STATED TASK A
Please list every mill that the mill-buying post names as an option.
STATED TASK B
Write the next part of the mill-buying post, picking up after its final sentence.

SELECTION
· · · ·
# Which Mill Should I Buy?



## anc001 (8/12/07)

I've decided there's only one way I'll brew more AG, by investing in a good mill.

For a while I survived on getting it crushed when in Adelaide at Grumpy's, or using no grain inbetween trips, or using the granite rolling pin for small amounts, I even rolled some bike typres over the Mrs ANC's pasta maker for some traction (until it took its toll and I started getting rubber in my grain!).

I've read alot of the relevant threads around here, but to avoid taking any of them off topic I started this request for input.

A while back I heard good things about the barley crusher and thought 'one day I'll get one of them', 
only to see now there are lots of other options out there, 5 Crankenstein mills, mill master, monster mill?! :huh: 

I wouldn't mind mucking about with having to convert it, as long as it is well suited to crush grain.

Also don't mind making a hopper and base, that shouldn't be too taxing for me, but I'm not up to making the whole mill DIY.

I primarily do small batches ATM, and will continue to do only about 10-15L boils until I get myself a bigger kettle and gas burner or new house.
Next on the upgrade after a mill is a kegging setup, so I won't be branching out into huge brews anytime soon.
· · · ·
Image segmentation entries
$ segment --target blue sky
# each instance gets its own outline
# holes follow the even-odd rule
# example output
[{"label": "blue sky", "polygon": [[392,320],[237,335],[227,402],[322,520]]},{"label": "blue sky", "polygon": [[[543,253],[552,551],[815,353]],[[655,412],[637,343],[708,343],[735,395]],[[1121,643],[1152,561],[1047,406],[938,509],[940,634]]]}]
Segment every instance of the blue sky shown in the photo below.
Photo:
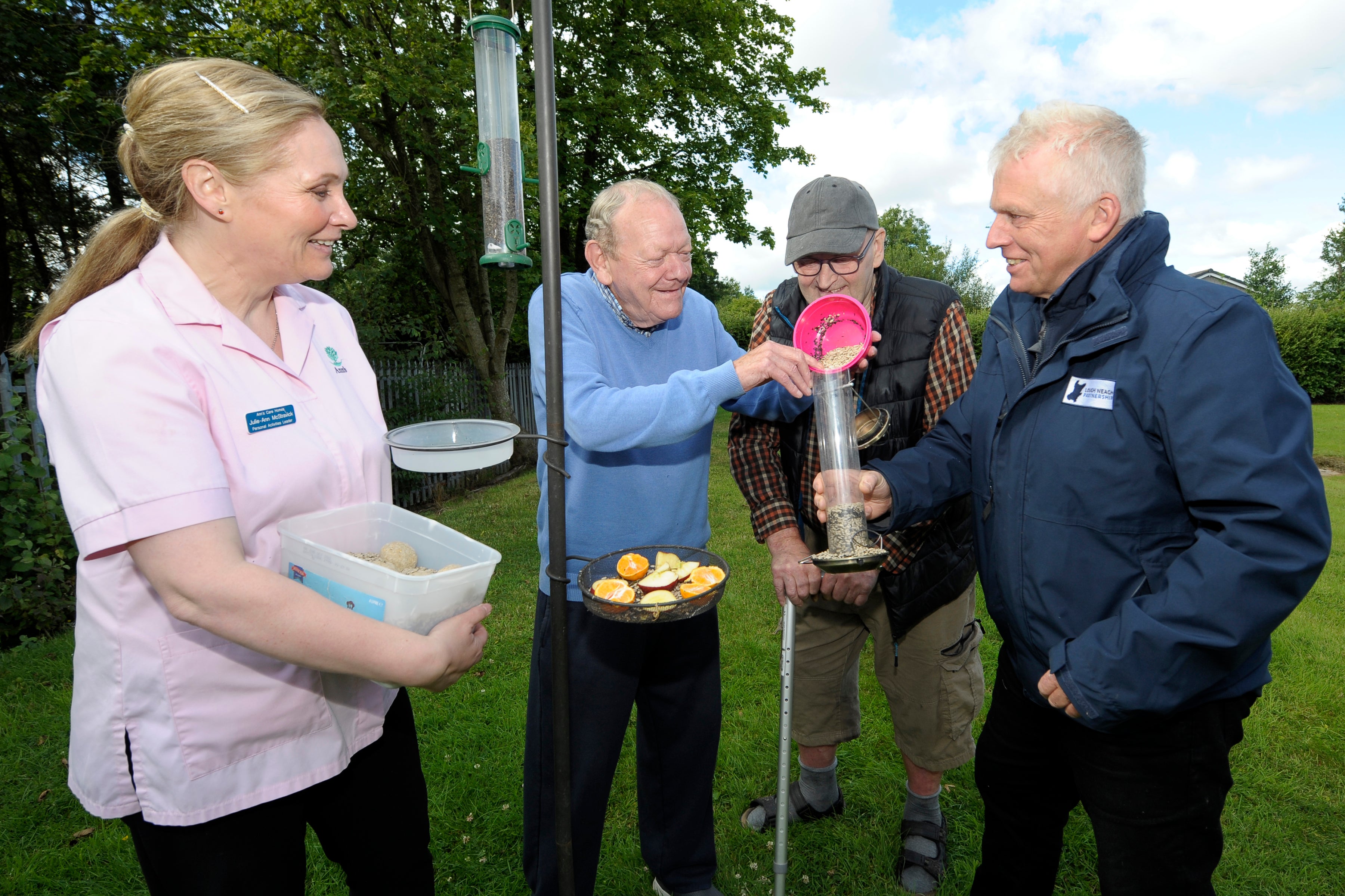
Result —
[{"label": "blue sky", "polygon": [[[790,201],[823,173],[902,204],[936,239],[985,249],[986,157],[1018,113],[1069,98],[1111,106],[1149,138],[1147,206],[1169,216],[1169,262],[1241,275],[1271,243],[1289,275],[1321,275],[1322,236],[1345,220],[1345,1],[777,0],[795,62],[822,66],[830,109],[794,110],[781,136],[815,157],[761,177],[749,218],[783,238]],[[1274,16],[1267,15],[1274,11]],[[787,274],[775,250],[716,239],[718,269],[761,294]]]}]

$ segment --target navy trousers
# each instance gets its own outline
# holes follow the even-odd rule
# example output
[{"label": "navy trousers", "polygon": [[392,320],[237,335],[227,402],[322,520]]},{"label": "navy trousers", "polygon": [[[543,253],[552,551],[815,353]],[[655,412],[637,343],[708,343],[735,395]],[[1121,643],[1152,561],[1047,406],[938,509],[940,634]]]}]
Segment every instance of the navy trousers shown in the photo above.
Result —
[{"label": "navy trousers", "polygon": [[1099,732],[1033,703],[1024,686],[1001,650],[976,742],[986,832],[972,896],[1050,896],[1080,802],[1106,896],[1215,896],[1228,751],[1260,690]]},{"label": "navy trousers", "polygon": [[[636,708],[635,764],[640,852],[668,891],[706,889],[714,879],[712,790],[720,751],[720,622],[632,625],[600,619],[569,602],[570,793],[574,892],[597,879],[612,775]],[[551,614],[538,591],[523,758],[523,872],[553,896],[555,802],[551,752]]]}]

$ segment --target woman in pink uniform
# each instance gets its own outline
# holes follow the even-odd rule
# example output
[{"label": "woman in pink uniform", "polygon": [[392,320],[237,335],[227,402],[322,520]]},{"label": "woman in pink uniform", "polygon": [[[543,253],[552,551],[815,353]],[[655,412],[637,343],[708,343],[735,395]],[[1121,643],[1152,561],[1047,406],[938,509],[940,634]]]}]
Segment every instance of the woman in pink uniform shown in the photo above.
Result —
[{"label": "woman in pink uniform", "polygon": [[410,701],[374,680],[447,688],[490,606],[417,635],[280,575],[281,520],[391,500],[350,314],[297,285],[356,223],[340,141],[223,59],[137,74],[125,113],[144,199],[20,345],[81,555],[70,789],[153,896],[301,893],[305,825],[352,893],[432,893]]}]

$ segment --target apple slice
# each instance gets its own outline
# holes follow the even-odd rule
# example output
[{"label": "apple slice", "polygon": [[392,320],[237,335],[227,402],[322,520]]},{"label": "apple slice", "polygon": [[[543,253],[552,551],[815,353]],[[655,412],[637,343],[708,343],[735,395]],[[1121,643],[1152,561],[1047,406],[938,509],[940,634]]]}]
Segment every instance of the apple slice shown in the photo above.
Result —
[{"label": "apple slice", "polygon": [[693,572],[695,572],[695,570],[697,570],[697,568],[698,568],[699,566],[701,566],[701,564],[699,564],[699,563],[697,563],[695,560],[687,560],[686,563],[683,563],[682,566],[679,566],[679,567],[678,567],[678,570],[677,570],[677,580],[678,580],[678,582],[682,582],[682,580],[683,580],[683,579],[686,579],[686,578],[687,578],[689,575],[691,575]]},{"label": "apple slice", "polygon": [[672,603],[674,600],[677,600],[677,596],[674,596],[671,591],[664,591],[662,588],[658,591],[648,591],[643,598],[640,598],[640,603]]},{"label": "apple slice", "polygon": [[671,588],[677,582],[677,572],[667,570],[664,572],[651,572],[635,584],[640,586],[643,591],[658,591],[659,588]]}]

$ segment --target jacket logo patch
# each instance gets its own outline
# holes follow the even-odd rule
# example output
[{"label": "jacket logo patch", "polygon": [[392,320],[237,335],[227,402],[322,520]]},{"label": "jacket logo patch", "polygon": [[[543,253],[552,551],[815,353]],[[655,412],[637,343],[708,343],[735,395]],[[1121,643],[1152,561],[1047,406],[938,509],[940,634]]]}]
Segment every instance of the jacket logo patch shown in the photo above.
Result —
[{"label": "jacket logo patch", "polygon": [[1115,398],[1116,380],[1085,380],[1079,376],[1071,376],[1069,384],[1065,386],[1065,398],[1061,400],[1065,404],[1100,407],[1104,411],[1110,411]]}]

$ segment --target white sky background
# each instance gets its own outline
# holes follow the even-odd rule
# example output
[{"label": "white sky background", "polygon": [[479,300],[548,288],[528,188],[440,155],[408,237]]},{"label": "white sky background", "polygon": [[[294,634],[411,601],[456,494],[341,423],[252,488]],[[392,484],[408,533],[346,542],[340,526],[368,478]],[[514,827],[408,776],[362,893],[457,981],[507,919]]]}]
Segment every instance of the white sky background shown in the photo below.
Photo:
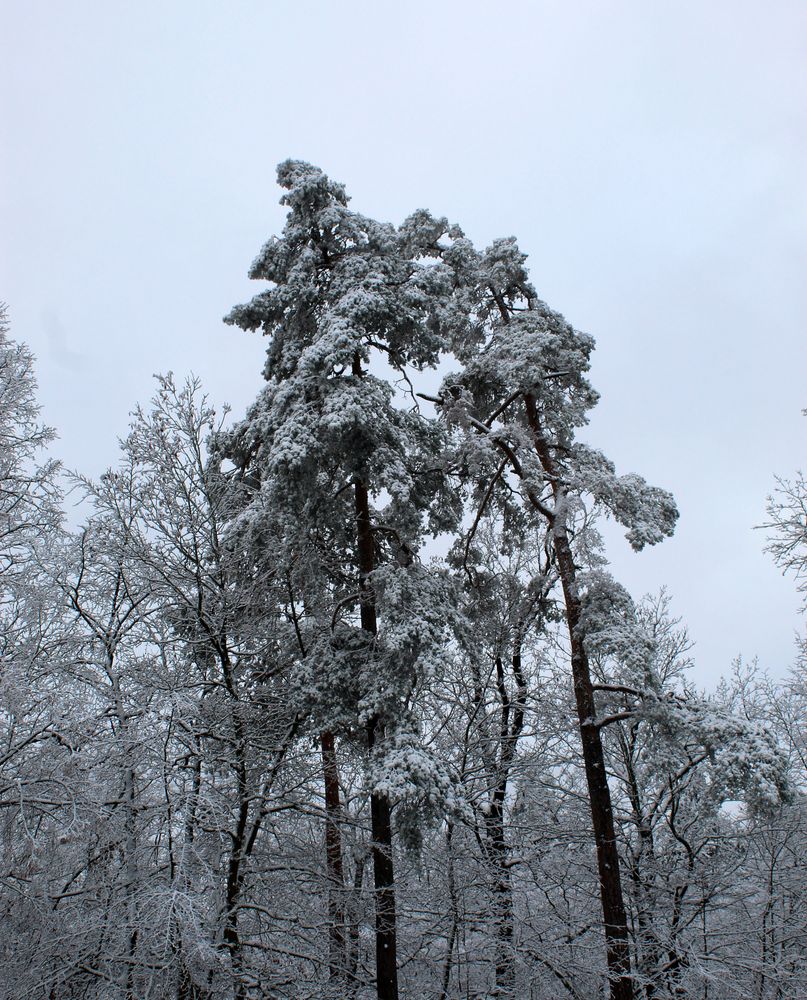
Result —
[{"label": "white sky background", "polygon": [[116,461],[151,376],[243,412],[265,344],[221,316],[307,159],[353,206],[515,234],[597,339],[588,440],[671,489],[666,584],[711,683],[804,622],[762,552],[805,464],[807,4],[0,2],[0,298],[65,463]]}]

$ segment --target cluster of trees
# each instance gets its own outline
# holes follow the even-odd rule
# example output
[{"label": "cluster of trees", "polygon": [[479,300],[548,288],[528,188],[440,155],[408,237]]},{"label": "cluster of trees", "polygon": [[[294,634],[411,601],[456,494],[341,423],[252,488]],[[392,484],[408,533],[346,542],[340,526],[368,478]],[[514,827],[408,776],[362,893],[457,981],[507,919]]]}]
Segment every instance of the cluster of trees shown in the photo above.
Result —
[{"label": "cluster of trees", "polygon": [[0,993],[807,994],[803,655],[699,694],[610,577],[598,519],[675,504],[577,439],[593,341],[512,239],[278,178],[263,390],[160,378],[80,531],[3,327]]}]

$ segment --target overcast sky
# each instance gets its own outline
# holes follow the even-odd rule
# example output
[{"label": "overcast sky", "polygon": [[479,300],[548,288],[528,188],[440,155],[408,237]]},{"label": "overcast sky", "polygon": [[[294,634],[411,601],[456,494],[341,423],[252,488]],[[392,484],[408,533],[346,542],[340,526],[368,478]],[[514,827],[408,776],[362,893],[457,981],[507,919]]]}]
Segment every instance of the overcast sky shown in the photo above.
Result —
[{"label": "overcast sky", "polygon": [[307,159],[365,214],[518,237],[597,339],[588,440],[681,509],[655,550],[609,533],[615,573],[668,586],[703,683],[784,673],[805,623],[754,525],[807,465],[803,0],[0,11],[0,299],[67,465],[116,460],[157,371],[243,411],[265,344],[221,317]]}]

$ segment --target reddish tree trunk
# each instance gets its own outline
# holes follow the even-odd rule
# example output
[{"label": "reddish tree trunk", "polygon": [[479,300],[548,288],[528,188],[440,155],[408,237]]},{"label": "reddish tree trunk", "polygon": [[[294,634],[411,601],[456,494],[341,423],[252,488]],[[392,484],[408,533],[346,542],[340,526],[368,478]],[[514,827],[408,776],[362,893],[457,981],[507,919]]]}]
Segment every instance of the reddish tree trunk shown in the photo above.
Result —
· · · ·
ANSWER A
Barley crusher, Crankenstein, mill master, monster mill

ANSWER B
So if anyone who's up to date on the types available and what they may cost, either from a local retailer or imported, and what features they have I'd be very grateful for your insight.
:icon_cheers:


----------



## winkle (8/12/07)

While not owning one yet, I've been impressed by the amount of research that Frank (MashMaster) put into the design of his mill.
As soon as I can extract the dosh from SWMBO its what I'll get. Looks like it'll last longer than me


----------



## paulwin (8/12/07)

i have the cgm2 crankenstein i brought from twoc great mill highly recommend it. i saw someone on here got a monster mill from the us shipped for around $150 
cheers paul


----------



## devo (8/12/07)

The Barley Crusher is a pretty good mill and I'm more than happy with it. It was really the only one at the time that was available but if I had to get another one I'd be looking at going the new monster mills. Current at a pretty good price compared to what I paid for the BC. Although the BC did come with a 3kg hopper and crank handle I'm sure most folk out there can jimmy up there own with out any fuss.


----------



## pint of lager (8/12/07)

It depends on how much you want to spend.

Cheap options are marga and porkett.

Then the barley crusher. You are probably aware that it has a lazy roller (not driven, relies on barley passing through to make it spin) If your crush width is wrong, the driven roller spins and the lazy roller stays stationary with no barley passing through. Once you have the crush width right, or force a few barley kernels through the gap, it will happily crush tonnes of grain.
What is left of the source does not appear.